* [Данные точечной разметки]:
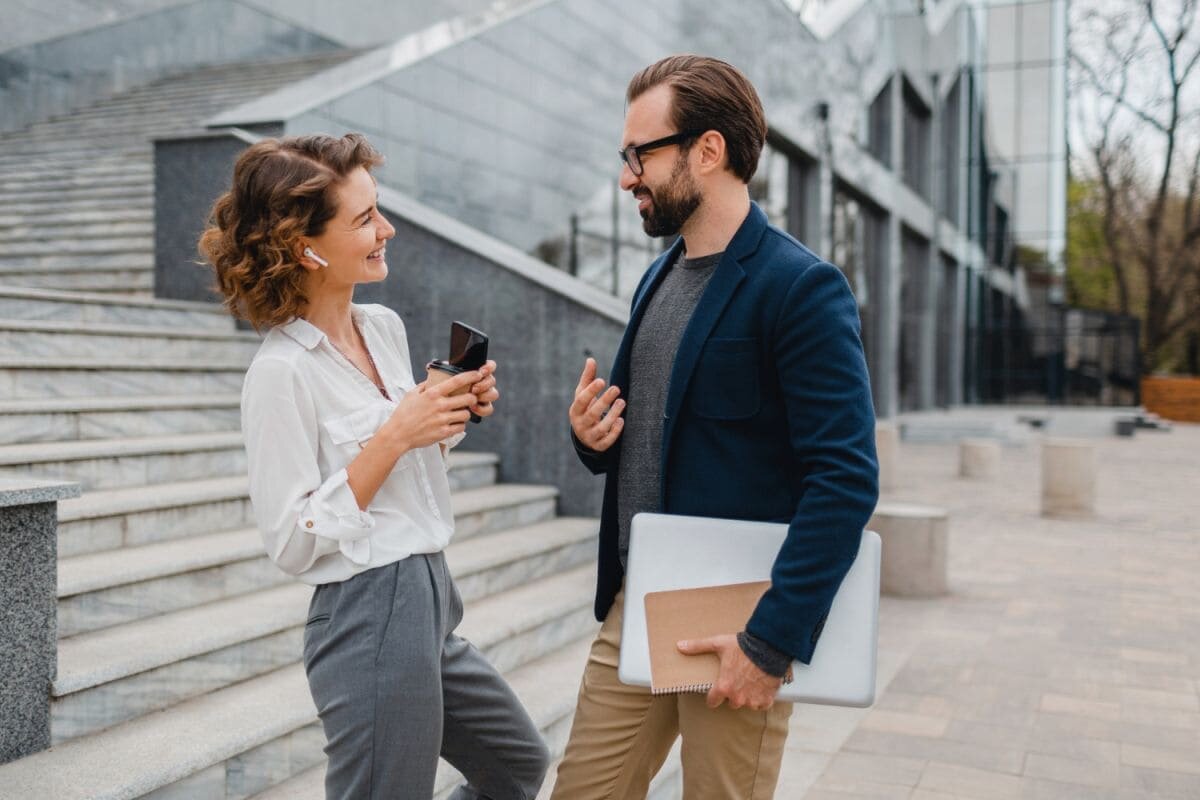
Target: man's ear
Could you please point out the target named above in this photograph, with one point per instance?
(711, 150)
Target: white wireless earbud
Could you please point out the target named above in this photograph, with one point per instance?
(307, 251)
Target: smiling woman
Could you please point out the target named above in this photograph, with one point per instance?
(348, 481)
(281, 193)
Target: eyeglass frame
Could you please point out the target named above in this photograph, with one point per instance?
(633, 152)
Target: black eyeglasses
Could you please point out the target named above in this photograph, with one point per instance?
(633, 154)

* [Задание]:
Представьте все приведенные выше данные в виде нумерованного списка без пустых строк. Изображения в ответ не включайте.

* [Результат выполнения]:
1. Target: man's ear
2. Could you please point out the target named above in this photograph, with one point per instance?
3. (711, 150)
4. Target: white wireless earbud
5. Could you please point out the target named above in this photograph, with one point per instance?
6. (307, 251)
7. Target: smiling woman
8. Could you please point out the target named above in this photograph, with one point per instance?
9. (348, 481)
10. (281, 193)
11. Target: eyeglass frame
12. Could you please point out the target named above in this photograph, with one point per instance?
13. (633, 152)
14. Target: black eyeglasses
15. Could you please point out the target named above in this photograph, with one point per instance?
16. (633, 154)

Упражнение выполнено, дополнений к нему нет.